[BEGIN Dataset records]

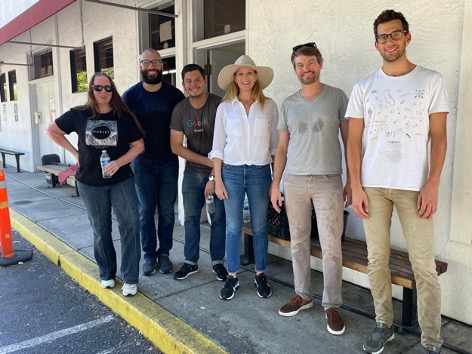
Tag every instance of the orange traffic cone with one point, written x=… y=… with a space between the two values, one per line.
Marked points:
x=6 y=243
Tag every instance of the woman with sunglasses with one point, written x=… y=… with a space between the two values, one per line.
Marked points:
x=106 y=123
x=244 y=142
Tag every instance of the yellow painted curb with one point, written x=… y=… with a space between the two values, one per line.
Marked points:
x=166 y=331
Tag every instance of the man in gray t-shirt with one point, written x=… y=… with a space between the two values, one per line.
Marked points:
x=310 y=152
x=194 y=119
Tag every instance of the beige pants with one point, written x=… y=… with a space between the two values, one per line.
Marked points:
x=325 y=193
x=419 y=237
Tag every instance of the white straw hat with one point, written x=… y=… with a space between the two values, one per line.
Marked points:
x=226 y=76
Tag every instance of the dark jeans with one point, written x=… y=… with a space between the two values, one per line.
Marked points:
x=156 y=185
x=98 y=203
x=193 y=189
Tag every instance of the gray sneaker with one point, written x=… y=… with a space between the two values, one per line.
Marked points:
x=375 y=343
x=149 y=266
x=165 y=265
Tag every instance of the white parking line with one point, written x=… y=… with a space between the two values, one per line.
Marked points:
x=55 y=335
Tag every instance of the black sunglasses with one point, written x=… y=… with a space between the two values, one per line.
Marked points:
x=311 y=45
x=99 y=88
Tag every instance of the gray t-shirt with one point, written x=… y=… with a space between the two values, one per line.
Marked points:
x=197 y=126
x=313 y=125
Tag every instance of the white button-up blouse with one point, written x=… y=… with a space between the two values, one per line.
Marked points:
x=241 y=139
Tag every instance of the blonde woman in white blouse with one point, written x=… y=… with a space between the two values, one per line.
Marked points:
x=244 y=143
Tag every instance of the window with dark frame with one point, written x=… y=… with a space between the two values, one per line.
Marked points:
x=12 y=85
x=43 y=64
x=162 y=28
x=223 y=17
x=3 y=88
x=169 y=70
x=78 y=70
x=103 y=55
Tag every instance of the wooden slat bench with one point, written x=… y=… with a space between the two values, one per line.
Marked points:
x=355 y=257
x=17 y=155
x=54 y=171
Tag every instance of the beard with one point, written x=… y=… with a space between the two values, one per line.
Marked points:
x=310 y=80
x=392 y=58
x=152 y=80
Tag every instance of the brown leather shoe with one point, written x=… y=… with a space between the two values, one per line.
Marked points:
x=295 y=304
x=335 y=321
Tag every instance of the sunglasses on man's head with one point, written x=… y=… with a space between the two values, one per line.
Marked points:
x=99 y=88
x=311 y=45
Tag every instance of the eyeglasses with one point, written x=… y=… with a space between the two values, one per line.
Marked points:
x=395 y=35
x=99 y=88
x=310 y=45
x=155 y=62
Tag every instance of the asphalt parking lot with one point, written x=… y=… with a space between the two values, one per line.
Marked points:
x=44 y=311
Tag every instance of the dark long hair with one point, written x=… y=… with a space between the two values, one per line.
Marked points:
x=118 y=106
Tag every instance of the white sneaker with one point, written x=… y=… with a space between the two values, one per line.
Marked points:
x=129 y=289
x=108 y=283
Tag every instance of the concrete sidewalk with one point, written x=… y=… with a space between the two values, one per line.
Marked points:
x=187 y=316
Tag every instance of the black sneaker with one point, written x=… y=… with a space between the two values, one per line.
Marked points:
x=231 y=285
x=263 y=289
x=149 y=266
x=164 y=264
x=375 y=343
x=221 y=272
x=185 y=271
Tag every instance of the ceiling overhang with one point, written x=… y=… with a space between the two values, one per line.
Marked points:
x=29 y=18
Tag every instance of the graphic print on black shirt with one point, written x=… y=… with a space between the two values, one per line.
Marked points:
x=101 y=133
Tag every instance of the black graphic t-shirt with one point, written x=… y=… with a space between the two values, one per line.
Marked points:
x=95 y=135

[END Dataset records]
[BEGIN Dataset records]

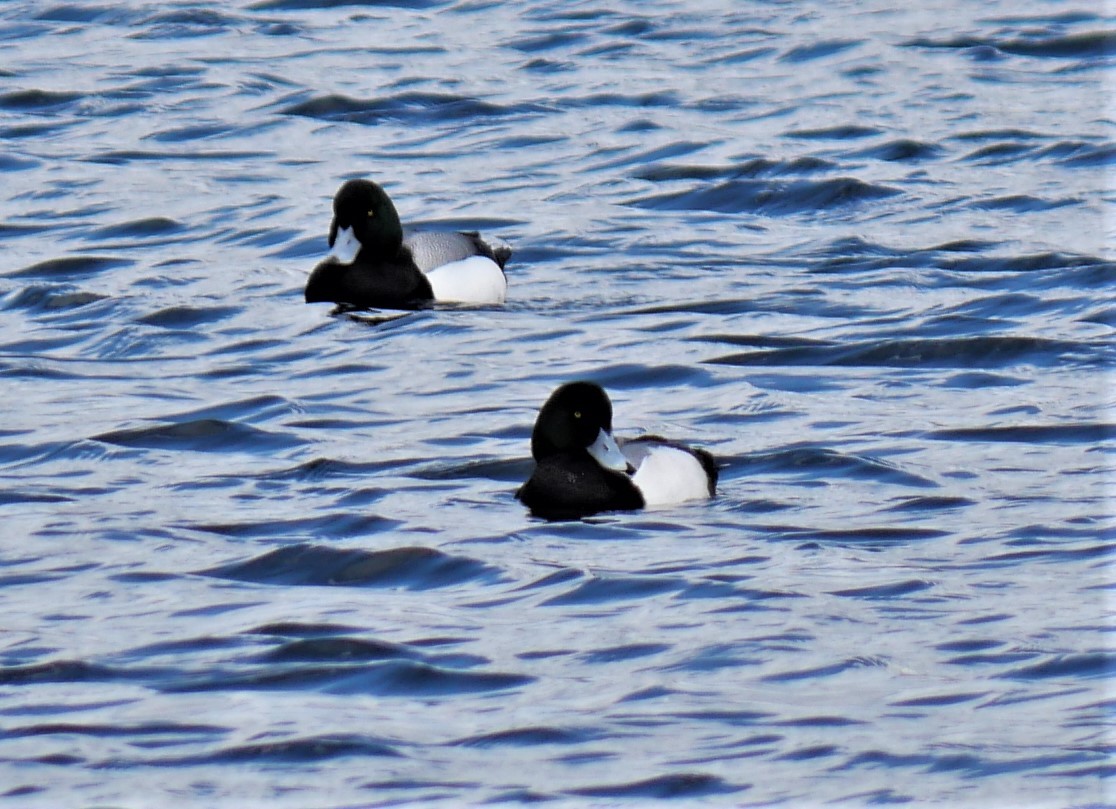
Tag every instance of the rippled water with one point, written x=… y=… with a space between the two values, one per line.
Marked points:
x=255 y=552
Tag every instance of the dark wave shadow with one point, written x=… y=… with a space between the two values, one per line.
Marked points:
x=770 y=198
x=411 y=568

[END Dataset records]

_What needs to be done_: Copy the lines above word for word, from the line with "Tag every instance of the graphic" up to and including the line with "x=101 y=133".

_Result below_:
Tag every instance of the graphic print on black shirt with one point, written x=… y=… with a space between the two values, one per line.
Marked points:
x=101 y=133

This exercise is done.